* _The request_: Rewrite the entries below with "draw a box around" changed to "outline" throughout and everything else left the same. Leave the pictures out of your version.

=== Data for this task ===

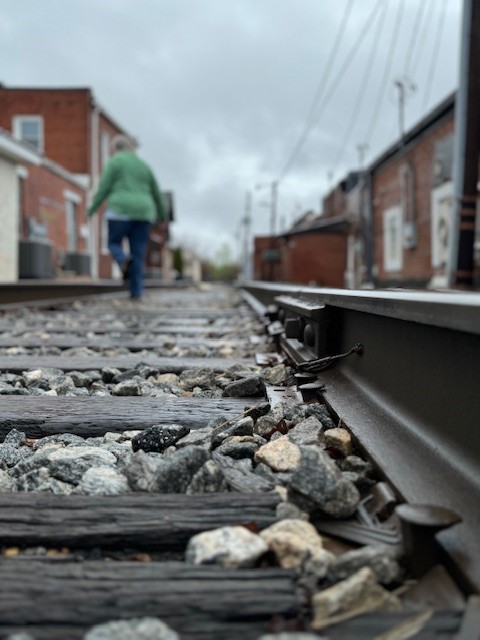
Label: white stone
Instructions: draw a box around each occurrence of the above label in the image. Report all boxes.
[324,427,352,456]
[255,436,301,472]
[186,526,268,569]
[260,519,335,578]
[312,567,402,629]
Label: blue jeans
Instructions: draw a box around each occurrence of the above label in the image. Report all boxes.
[108,220,151,298]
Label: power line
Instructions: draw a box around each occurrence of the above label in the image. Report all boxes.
[364,0,404,142]
[333,0,388,173]
[278,0,353,181]
[403,0,428,76]
[408,0,438,77]
[422,0,448,109]
[278,0,385,180]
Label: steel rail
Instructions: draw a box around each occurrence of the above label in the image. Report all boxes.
[242,282,480,593]
[0,280,185,310]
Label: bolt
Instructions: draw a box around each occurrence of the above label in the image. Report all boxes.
[395,504,462,578]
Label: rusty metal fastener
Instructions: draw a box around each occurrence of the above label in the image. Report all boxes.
[395,504,462,578]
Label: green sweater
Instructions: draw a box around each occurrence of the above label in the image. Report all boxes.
[87,151,167,222]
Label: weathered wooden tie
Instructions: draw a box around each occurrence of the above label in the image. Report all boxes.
[0,331,250,351]
[0,355,252,373]
[0,396,255,441]
[0,557,301,640]
[0,492,280,551]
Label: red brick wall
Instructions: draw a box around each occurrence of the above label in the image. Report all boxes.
[22,165,87,272]
[253,236,284,282]
[253,231,347,288]
[0,88,92,173]
[283,232,347,288]
[373,116,454,286]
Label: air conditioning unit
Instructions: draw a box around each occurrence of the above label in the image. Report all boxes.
[64,251,91,276]
[18,239,53,278]
[403,222,417,249]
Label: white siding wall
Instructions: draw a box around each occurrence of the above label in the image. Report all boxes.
[0,157,18,282]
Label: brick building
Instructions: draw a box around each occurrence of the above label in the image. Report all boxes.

===

* _Result of the exercise_:
Label: white stone
Instructions: outline each occurrence of the above label in the image. Report all boxes.
[324,427,352,456]
[255,436,301,472]
[186,526,268,569]
[260,519,335,578]
[312,567,402,629]
Label: blue jeans
Instructions: outline each occurrence of the above label in the image. Report all boxes.
[108,220,151,298]
Label: power line
Instructions: outline each occurrence of the above label in the image. Report all boxes.
[364,0,404,142]
[333,0,388,173]
[278,0,353,181]
[403,0,428,76]
[408,0,438,77]
[422,0,448,109]
[278,0,385,180]
Label: steel rail
Instructions: outline each occurrence of the above label in the image. Report all boxes.
[242,282,480,593]
[0,280,185,310]
Label: bolt
Instructions: outline each occurrence of the above label in the image. Report all boxes.
[395,504,462,578]
Label: rusty metal fastener
Instructions: outline each occurrence of the above label in the image. Report all boxes.
[395,504,462,578]
Label: green sweater
Instructions: outline each occurrence of the above label in the image. Report all boxes.
[87,151,167,222]
Label: weathered wooden tie
Instructions: outline each occurrence of the above label in the image. Report all boxes.
[0,331,250,351]
[0,355,252,373]
[0,396,255,441]
[0,557,301,640]
[0,492,280,551]
Label: red brick wall
Instructions: outline each occurrence of the above label in the image. Report all boxes.
[22,165,87,272]
[253,236,284,282]
[253,231,347,288]
[0,88,92,173]
[283,232,347,288]
[373,116,454,286]
Label: air conditioning unit
Instructions: outline each occurrence of the above label in the image. Report all boxes.
[64,251,91,276]
[18,239,53,278]
[403,222,417,249]
Label: white siding wall
Instructions: outline each occurrence of the above label in the image. Report all boxes.
[0,157,18,282]
Label: brick building
Instructions: outline each occurrence of the above label in the image. Report all boxes.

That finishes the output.